• Goal of the exercise:
Only the lines from the one containing "the blue sky" to the end of the records belong in the output; print them exactly.
────────
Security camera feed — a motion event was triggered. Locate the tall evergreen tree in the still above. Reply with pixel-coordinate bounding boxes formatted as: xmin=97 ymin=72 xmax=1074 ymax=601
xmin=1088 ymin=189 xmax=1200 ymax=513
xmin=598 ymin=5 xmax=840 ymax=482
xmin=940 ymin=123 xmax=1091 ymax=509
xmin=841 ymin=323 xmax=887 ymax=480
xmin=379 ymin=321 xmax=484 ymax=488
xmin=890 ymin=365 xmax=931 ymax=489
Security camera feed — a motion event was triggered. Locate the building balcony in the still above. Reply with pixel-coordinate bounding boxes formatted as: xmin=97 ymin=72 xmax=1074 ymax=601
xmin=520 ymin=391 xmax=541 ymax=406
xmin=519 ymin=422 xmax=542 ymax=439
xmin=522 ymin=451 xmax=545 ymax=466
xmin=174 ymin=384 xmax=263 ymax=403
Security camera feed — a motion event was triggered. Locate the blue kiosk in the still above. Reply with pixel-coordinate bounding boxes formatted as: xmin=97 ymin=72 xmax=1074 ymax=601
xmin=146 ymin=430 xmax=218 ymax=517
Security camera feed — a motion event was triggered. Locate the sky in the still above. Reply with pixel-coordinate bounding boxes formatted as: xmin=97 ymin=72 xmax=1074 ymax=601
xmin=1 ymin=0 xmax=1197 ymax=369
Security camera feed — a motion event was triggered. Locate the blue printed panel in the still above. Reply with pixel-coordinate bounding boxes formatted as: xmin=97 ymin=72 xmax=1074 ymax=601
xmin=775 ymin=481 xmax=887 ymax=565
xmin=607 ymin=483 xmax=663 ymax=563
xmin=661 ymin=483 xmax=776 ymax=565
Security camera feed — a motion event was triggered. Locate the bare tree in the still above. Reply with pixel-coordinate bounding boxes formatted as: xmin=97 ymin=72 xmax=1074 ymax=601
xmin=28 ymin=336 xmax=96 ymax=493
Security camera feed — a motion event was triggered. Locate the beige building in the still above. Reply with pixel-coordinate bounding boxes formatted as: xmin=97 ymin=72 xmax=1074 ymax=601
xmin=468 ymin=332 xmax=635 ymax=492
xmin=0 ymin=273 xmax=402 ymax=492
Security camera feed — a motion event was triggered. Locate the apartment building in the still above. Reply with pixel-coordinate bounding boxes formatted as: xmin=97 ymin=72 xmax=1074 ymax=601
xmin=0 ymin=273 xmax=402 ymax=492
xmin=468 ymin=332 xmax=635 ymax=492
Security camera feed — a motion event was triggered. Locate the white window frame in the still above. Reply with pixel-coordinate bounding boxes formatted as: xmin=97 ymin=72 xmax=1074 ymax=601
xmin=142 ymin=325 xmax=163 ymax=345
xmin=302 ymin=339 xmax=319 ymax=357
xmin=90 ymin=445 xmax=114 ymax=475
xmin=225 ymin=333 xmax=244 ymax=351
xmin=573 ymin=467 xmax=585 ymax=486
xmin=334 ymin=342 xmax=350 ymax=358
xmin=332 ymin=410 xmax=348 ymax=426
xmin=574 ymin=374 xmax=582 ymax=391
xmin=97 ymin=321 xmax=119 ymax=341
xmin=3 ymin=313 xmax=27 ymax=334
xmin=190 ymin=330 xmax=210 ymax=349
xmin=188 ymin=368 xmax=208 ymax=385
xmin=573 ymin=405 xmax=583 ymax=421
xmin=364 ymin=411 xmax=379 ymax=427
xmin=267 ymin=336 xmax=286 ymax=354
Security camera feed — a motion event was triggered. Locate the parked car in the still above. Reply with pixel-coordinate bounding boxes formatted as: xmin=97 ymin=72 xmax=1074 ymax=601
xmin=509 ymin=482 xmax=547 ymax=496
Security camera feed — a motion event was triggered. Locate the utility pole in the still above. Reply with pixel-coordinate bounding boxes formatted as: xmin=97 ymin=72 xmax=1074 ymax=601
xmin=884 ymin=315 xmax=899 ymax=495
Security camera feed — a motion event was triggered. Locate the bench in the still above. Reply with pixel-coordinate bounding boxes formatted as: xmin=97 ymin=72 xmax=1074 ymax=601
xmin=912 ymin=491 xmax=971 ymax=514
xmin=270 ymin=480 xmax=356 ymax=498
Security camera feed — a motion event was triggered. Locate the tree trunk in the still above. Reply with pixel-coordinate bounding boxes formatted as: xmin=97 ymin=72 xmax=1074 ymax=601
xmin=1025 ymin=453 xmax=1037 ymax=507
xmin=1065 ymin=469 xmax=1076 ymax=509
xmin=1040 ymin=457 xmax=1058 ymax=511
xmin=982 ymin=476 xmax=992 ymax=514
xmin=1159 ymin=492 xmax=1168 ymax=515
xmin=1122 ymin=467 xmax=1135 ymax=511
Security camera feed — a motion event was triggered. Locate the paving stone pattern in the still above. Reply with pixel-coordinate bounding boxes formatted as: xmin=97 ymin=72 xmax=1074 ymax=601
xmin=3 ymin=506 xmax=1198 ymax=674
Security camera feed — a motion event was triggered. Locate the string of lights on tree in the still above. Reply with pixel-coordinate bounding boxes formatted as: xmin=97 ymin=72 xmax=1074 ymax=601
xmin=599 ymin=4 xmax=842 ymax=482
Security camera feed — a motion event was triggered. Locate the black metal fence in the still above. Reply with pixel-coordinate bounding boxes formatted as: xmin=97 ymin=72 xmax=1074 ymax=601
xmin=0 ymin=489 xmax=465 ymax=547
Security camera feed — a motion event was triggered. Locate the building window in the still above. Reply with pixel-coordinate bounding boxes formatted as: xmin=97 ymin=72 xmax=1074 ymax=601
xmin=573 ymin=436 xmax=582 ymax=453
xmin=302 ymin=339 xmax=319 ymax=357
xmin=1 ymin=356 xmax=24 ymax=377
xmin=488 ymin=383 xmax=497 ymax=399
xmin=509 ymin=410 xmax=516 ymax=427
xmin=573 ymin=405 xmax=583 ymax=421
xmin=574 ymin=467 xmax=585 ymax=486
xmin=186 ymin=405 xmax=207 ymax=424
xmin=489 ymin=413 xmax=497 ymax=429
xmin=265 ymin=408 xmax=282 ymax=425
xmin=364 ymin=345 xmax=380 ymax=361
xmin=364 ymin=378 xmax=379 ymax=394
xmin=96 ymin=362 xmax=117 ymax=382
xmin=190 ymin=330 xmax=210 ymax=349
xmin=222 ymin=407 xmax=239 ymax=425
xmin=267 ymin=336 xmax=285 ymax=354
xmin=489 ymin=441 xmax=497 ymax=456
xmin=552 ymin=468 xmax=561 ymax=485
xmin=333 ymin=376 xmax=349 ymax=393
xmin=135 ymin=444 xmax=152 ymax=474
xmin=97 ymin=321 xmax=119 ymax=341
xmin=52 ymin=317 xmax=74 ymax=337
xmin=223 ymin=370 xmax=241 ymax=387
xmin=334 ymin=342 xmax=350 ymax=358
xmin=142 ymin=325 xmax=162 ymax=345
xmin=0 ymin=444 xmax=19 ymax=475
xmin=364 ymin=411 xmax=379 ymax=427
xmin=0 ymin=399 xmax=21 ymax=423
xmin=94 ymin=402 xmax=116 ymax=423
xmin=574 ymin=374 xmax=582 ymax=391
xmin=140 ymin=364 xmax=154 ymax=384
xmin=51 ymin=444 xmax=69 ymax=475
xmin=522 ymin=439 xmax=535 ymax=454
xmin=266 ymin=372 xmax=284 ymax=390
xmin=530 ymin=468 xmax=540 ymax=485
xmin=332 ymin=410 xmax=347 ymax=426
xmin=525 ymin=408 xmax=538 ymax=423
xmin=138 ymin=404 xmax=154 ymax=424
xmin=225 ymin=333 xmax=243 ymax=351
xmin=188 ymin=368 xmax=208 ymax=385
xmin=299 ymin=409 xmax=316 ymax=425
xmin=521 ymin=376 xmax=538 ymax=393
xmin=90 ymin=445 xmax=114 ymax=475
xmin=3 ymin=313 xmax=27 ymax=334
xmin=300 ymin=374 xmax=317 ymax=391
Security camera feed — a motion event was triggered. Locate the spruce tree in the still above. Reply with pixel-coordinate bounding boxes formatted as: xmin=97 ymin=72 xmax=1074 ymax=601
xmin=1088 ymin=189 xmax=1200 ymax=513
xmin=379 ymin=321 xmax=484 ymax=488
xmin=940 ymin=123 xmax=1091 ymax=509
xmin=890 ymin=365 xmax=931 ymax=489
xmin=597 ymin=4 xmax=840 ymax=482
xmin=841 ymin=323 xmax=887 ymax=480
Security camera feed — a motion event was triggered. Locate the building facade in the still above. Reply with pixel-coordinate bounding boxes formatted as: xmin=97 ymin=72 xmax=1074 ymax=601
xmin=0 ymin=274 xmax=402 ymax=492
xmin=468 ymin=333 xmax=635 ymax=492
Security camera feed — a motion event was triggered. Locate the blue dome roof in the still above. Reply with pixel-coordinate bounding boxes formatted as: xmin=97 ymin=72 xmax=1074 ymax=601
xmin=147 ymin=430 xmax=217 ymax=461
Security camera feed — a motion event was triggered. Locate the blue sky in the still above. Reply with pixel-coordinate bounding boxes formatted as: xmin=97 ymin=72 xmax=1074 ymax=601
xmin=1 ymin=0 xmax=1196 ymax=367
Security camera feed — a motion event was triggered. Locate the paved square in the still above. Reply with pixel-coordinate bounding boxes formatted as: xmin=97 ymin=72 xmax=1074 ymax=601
────────
• Task output:
Security camera feed — a motion event was triggered. Locate the blue sky in the still above. Reply with pixel-coordinate bounding boxes formatted as: xmin=97 ymin=72 xmax=1074 ymax=601
xmin=1 ymin=0 xmax=1196 ymax=367
Security camera feed — a motion event was triggered. Locate the paved square in the still above. Reply with pixel-coordinate bounding boxes formatted as: xmin=97 ymin=72 xmax=1074 ymax=601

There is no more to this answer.